*OBJECTIVE*: Please reproduce, word for word, the part of the records that opens with the line containing "I need help locating the clock" and closes with the line containing "[601,806,662,824]", including both of those lines.
* * * * *
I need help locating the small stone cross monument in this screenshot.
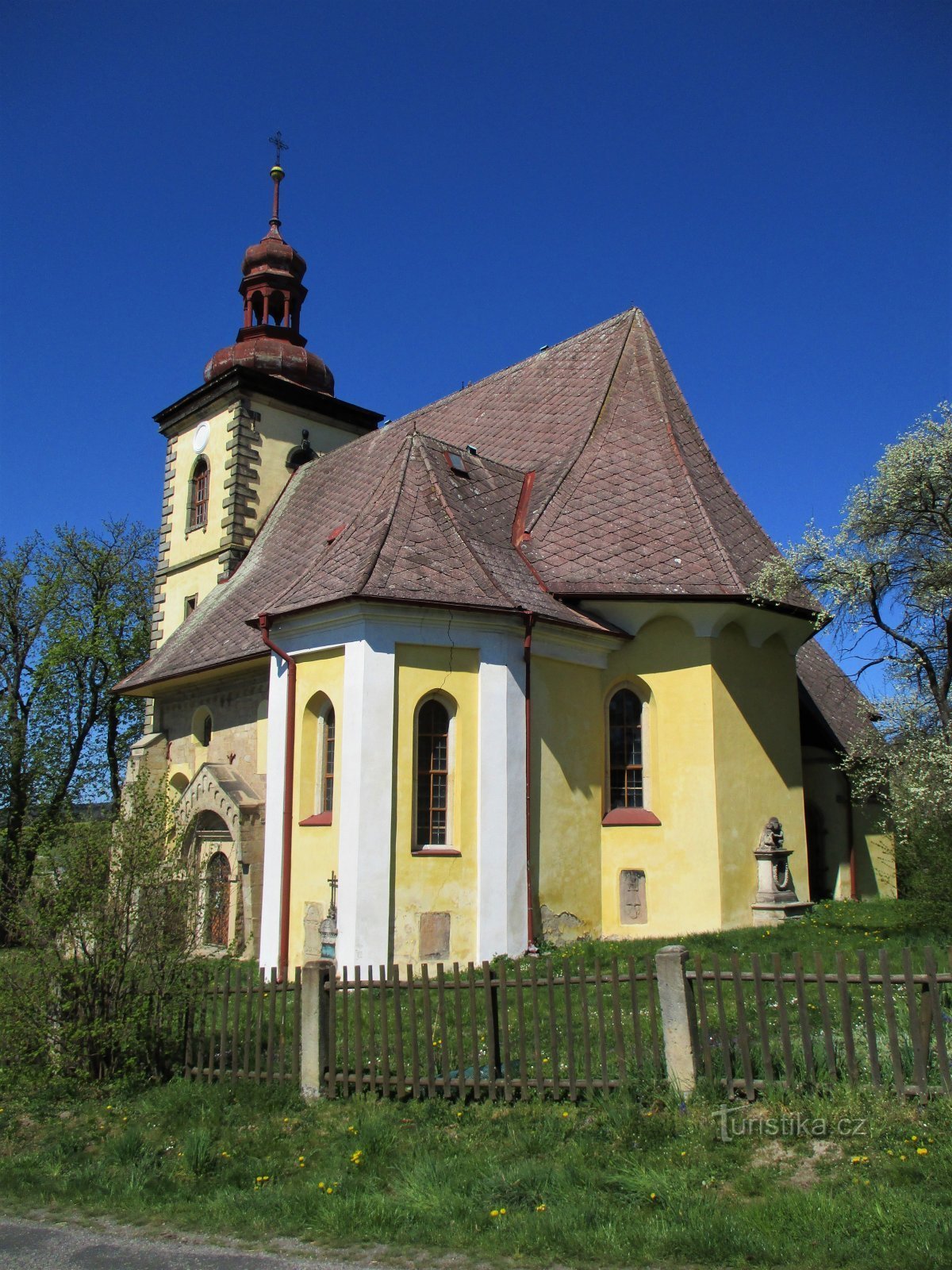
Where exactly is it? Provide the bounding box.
[750,815,812,926]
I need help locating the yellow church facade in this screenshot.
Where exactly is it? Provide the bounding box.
[121,169,895,968]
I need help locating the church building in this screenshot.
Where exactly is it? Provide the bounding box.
[118,165,895,969]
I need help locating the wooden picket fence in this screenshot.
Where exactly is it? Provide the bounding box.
[322,957,664,1103]
[182,963,301,1084]
[687,948,952,1099]
[182,949,952,1101]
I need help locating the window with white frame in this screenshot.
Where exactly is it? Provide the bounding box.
[414,694,455,851]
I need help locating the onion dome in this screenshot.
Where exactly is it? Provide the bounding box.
[205,164,334,396]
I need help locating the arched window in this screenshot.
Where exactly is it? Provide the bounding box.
[205,851,231,948]
[315,702,335,813]
[608,688,645,811]
[298,692,338,824]
[414,697,453,849]
[188,459,208,529]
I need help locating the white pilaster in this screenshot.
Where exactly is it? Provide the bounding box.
[338,633,396,967]
[476,633,528,960]
[258,654,288,970]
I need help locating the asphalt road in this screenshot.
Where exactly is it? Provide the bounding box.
[0,1218,406,1270]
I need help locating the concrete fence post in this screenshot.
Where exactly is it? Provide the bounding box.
[301,961,338,1103]
[655,944,698,1095]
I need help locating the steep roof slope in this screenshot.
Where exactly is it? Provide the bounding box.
[121,309,827,688]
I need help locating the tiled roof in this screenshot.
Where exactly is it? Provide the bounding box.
[121,309,862,741]
[797,639,876,749]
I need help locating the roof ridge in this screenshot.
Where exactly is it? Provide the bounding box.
[387,306,641,439]
[639,314,747,593]
[420,446,525,605]
[352,432,414,595]
[413,432,528,476]
[525,309,643,533]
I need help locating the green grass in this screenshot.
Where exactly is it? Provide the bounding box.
[0,902,952,1270]
[554,899,952,970]
[0,1081,952,1270]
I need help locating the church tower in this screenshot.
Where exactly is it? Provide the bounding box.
[151,148,382,652]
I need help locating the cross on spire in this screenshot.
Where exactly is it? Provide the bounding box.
[268,132,288,167]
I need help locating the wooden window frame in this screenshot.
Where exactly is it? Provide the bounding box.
[186,455,212,533]
[298,692,338,826]
[202,849,232,949]
[601,682,662,826]
[410,692,461,856]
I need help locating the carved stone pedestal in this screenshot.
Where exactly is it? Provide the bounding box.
[750,815,814,926]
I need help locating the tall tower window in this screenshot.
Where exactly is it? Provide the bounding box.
[188,459,208,529]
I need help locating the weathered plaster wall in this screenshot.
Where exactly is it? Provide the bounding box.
[712,624,810,927]
[290,648,347,965]
[155,660,268,790]
[601,618,721,938]
[531,656,603,944]
[804,745,896,899]
[155,395,368,646]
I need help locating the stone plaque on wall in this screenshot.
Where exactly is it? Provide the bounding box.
[420,913,449,961]
[620,868,647,926]
[305,903,325,960]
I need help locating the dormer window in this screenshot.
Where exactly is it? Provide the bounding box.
[188,459,208,529]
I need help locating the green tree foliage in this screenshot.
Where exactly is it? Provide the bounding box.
[0,773,198,1078]
[0,521,155,945]
[757,402,952,897]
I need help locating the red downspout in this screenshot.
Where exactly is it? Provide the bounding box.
[258,614,297,983]
[522,612,538,956]
[512,471,546,956]
[843,772,859,899]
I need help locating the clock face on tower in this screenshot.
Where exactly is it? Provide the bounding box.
[192,421,211,455]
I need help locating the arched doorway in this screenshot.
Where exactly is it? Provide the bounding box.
[184,811,239,949]
[205,851,231,948]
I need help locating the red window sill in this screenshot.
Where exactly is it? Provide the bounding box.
[601,806,662,824]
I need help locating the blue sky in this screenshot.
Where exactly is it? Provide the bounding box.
[0,0,952,566]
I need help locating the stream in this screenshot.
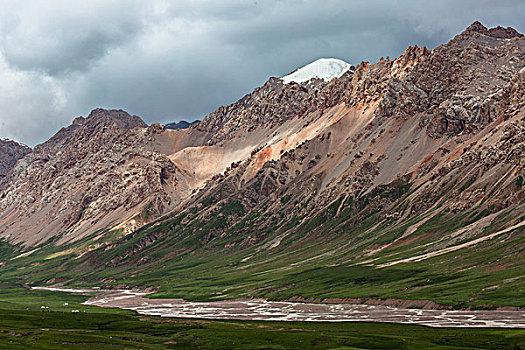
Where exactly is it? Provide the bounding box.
[32,287,525,328]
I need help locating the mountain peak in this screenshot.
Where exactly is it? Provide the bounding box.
[281,58,352,84]
[463,21,523,39]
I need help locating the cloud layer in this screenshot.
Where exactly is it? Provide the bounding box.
[0,0,525,145]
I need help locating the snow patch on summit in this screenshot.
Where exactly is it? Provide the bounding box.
[281,58,352,84]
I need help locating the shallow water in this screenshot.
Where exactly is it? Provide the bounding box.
[34,287,525,328]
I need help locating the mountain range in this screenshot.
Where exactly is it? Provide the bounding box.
[0,22,525,307]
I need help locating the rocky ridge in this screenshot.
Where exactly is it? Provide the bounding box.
[0,22,525,254]
[0,139,31,180]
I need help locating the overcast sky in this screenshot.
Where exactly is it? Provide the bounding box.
[0,0,525,146]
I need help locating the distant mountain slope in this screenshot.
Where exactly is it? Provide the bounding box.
[0,22,525,306]
[0,139,31,179]
[166,120,200,130]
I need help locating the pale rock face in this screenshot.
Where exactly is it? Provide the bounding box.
[281,58,352,84]
[0,139,31,179]
[0,21,525,250]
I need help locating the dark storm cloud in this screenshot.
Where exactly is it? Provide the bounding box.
[0,0,525,144]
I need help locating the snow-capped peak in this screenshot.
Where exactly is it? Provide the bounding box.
[281,58,352,84]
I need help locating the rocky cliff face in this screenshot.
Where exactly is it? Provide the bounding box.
[0,22,525,253]
[121,22,525,253]
[0,109,198,244]
[0,139,31,180]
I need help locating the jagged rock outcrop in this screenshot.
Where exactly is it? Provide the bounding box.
[0,22,525,252]
[0,139,31,181]
[0,109,190,244]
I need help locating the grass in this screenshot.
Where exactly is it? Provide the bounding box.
[0,286,525,349]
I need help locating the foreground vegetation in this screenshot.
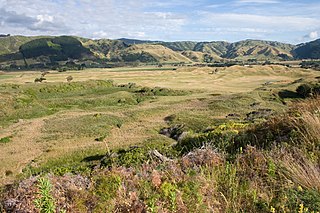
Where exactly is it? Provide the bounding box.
[0,67,320,212]
[3,98,320,212]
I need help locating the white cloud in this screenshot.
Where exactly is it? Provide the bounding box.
[236,0,279,4]
[200,12,320,32]
[309,31,319,39]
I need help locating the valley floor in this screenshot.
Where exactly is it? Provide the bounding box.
[0,66,320,212]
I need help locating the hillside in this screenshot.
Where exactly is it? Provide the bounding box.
[0,36,320,69]
[224,40,295,60]
[294,39,320,59]
[120,44,192,63]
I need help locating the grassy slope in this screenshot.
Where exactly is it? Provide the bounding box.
[0,36,319,64]
[0,66,320,212]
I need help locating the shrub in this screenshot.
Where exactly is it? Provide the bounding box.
[34,178,55,213]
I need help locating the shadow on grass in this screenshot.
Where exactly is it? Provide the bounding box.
[278,90,301,98]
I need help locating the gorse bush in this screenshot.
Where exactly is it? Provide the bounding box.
[34,178,56,213]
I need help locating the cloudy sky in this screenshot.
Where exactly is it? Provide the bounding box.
[0,0,320,44]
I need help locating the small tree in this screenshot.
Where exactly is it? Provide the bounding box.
[34,77,47,83]
[66,75,73,82]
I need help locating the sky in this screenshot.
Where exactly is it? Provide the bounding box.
[0,0,320,44]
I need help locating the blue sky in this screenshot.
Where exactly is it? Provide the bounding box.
[0,0,320,44]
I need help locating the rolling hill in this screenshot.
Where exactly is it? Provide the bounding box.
[0,36,320,66]
[294,39,320,59]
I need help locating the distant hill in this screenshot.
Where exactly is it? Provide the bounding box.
[0,35,320,69]
[293,39,320,59]
[224,40,295,60]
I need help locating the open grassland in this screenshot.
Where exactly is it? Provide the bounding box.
[0,66,318,181]
[0,66,320,212]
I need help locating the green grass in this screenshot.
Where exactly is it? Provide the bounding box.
[44,113,124,139]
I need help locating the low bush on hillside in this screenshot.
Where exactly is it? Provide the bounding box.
[1,95,320,212]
* * * * *
*RESULT*:
I need help locating the clock face on tower in this screenshot.
Where exactly is it? Provide the bounding box.
[192,421,211,455]
I need help locating the arched doorway in this screenshot.
Where exactly is it? Provide the bounding box.
[184,811,239,949]
[205,851,231,948]
I need help locating the red window sill in this screenshot.
Where exactly is it? Provide the bounding box.
[601,806,662,824]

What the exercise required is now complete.